Instruction
Please copy the items from the line that contains "Record the location of each instance of the bare arm" through the last item, substituting "closed fist" for "clenched fist" and leaving everything else unchanged.

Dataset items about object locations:
- - - -
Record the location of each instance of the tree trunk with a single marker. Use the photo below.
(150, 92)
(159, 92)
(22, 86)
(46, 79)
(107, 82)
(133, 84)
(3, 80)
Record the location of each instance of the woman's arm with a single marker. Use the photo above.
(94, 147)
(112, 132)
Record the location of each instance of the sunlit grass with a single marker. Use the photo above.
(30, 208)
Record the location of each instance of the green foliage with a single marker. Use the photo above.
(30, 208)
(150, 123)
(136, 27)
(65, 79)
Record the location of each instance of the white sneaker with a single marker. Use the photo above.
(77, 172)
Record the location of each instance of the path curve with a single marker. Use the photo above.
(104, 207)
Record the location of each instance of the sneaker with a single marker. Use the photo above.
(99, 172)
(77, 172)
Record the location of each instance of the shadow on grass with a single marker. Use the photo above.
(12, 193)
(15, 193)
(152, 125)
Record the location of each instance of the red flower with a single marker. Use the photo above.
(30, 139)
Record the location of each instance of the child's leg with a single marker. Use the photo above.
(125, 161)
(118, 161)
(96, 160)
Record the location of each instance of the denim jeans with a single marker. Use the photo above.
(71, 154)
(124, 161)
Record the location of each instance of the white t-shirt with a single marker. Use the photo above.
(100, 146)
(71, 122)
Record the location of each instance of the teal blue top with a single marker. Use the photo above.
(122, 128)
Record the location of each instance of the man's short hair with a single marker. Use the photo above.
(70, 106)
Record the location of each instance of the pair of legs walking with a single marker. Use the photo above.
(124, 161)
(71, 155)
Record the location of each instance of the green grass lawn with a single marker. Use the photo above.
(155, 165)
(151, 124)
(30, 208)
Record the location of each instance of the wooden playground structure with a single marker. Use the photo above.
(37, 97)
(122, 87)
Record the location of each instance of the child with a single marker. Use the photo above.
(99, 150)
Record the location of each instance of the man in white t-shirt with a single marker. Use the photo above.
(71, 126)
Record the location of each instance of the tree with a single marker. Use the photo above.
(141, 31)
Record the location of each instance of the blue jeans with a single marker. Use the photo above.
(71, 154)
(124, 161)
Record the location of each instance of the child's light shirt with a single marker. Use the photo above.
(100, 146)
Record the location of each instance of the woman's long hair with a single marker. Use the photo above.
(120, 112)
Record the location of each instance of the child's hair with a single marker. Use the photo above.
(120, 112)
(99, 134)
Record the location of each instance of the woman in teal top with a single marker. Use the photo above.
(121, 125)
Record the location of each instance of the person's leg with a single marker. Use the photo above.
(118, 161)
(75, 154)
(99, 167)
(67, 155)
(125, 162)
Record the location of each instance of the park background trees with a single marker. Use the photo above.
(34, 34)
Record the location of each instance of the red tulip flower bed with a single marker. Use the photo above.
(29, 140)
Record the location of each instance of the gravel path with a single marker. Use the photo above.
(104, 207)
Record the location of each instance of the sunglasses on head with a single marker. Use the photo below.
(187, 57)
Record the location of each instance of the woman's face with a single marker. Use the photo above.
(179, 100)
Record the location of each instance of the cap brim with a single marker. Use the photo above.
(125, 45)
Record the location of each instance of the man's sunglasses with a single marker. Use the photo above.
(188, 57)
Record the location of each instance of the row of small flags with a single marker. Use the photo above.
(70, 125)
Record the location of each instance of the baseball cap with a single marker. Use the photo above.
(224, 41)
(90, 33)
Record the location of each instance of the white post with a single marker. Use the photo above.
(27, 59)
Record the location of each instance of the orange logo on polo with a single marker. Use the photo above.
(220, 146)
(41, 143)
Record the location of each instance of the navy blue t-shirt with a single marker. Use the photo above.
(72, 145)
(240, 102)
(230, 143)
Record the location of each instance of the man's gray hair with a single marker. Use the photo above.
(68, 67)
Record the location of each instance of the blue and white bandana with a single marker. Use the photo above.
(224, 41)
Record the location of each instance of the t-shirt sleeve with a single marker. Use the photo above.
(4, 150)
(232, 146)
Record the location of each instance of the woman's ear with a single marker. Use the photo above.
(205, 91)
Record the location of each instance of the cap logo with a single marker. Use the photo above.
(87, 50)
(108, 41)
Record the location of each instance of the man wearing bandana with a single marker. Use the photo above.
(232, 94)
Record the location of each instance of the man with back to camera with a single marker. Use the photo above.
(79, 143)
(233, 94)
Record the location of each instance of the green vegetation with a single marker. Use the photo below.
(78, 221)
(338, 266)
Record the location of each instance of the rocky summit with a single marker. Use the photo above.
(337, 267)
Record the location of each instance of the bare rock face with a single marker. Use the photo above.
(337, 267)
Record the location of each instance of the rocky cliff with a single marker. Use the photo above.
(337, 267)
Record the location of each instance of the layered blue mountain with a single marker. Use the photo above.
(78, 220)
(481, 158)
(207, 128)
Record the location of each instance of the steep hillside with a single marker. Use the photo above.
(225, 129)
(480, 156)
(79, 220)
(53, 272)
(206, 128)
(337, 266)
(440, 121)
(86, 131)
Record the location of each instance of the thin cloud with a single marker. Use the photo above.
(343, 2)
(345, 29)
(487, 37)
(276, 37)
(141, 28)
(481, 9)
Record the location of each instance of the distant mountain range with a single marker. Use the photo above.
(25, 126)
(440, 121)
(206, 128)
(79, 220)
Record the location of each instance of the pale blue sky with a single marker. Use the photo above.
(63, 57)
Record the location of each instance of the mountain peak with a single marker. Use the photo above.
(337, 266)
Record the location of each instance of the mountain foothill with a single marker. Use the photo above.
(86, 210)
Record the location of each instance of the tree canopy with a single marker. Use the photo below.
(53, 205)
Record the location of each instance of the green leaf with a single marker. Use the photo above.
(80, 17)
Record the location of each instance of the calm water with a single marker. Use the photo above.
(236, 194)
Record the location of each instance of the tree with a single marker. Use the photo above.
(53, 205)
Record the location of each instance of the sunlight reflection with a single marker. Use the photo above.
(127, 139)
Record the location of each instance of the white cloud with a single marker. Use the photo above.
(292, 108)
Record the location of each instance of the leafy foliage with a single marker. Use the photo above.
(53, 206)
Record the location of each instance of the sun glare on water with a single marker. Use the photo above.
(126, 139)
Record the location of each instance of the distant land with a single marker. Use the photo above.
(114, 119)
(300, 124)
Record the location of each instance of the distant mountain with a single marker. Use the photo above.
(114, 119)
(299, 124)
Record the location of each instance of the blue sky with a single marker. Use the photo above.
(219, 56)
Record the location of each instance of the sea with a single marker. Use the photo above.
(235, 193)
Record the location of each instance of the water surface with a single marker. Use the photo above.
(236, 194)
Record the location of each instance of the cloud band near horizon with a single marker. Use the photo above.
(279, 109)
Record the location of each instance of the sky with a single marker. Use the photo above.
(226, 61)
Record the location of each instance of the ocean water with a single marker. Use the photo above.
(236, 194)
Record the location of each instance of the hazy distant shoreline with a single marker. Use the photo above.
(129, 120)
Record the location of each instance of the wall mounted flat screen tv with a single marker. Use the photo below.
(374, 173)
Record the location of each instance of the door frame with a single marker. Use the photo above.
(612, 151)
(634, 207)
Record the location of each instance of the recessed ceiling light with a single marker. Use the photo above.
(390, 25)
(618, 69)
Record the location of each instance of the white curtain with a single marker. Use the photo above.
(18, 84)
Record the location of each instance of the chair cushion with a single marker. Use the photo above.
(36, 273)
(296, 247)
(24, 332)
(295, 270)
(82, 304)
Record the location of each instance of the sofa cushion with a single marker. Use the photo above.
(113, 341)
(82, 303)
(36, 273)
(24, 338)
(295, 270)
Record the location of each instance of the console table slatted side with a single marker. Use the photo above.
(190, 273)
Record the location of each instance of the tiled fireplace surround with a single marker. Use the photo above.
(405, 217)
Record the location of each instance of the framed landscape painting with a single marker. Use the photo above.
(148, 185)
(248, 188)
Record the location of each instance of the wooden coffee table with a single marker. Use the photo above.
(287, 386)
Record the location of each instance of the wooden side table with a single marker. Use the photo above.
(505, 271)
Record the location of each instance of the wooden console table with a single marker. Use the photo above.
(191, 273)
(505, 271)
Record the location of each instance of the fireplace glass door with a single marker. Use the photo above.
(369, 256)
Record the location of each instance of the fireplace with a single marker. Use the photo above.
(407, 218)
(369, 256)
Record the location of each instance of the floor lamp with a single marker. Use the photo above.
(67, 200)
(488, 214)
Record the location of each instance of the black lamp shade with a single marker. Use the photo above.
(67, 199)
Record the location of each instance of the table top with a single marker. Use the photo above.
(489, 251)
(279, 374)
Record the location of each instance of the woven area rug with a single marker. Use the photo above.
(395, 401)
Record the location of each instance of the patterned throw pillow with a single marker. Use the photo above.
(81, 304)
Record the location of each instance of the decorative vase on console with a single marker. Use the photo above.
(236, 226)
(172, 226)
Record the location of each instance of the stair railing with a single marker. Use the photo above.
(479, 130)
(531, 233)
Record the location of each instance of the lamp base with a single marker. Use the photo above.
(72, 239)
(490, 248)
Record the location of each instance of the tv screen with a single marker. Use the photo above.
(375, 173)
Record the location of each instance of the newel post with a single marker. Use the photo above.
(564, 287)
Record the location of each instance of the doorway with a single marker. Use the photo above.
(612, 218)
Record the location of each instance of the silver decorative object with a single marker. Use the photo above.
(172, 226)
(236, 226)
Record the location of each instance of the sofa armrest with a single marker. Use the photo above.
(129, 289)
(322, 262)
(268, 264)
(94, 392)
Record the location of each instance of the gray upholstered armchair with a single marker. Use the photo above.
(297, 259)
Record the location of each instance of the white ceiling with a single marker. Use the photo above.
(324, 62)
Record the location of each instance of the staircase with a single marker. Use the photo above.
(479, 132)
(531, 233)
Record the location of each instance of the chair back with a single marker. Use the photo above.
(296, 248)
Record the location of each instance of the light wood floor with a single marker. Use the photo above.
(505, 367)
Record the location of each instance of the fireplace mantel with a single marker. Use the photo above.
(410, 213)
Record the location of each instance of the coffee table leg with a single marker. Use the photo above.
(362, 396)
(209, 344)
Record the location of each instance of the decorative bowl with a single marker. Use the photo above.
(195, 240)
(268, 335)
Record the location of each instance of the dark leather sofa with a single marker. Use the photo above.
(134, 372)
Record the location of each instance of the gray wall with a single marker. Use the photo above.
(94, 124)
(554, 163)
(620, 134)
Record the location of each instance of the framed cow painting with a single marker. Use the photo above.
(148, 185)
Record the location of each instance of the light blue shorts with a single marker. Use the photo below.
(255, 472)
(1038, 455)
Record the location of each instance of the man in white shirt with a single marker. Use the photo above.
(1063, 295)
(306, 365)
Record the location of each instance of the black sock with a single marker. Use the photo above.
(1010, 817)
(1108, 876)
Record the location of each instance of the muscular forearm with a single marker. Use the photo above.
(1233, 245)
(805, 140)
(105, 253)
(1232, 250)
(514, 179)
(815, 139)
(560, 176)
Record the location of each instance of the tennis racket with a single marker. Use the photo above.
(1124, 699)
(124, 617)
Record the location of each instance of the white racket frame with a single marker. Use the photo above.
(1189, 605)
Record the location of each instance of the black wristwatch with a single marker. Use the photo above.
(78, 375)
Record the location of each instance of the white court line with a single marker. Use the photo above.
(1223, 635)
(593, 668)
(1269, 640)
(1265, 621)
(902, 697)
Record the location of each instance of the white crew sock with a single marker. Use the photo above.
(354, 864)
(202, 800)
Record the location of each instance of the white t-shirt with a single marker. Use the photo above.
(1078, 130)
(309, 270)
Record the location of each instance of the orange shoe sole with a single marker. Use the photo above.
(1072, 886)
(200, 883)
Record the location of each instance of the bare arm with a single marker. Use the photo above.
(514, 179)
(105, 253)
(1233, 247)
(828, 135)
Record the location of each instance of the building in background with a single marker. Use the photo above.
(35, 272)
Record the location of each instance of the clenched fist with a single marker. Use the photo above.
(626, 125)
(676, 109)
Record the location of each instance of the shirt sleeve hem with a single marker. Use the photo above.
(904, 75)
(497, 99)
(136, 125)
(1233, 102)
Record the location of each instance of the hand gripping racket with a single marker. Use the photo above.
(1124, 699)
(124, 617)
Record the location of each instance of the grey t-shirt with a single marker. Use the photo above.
- - - -
Solved exercise
Record the location of each instance of the bare arm with a single marker. Use the photo above.
(514, 179)
(105, 253)
(1233, 247)
(828, 135)
Record the location of each instance of the building in background with a single marker. Use the photo above.
(35, 272)
Record the location of each instance of the closed fist with a single marker. Use the photo above.
(626, 125)
(676, 109)
Record the location of each instance of the shirt sleeve hem with a single marker. Use the photo above.
(904, 75)
(497, 99)
(136, 125)
(1233, 102)
Record the location of each instance of the hand gripping racket with a single marker. Use the photo above.
(1124, 699)
(124, 617)
Record the location of each instance of the grey t-shirt with a single marker. Use the photo above.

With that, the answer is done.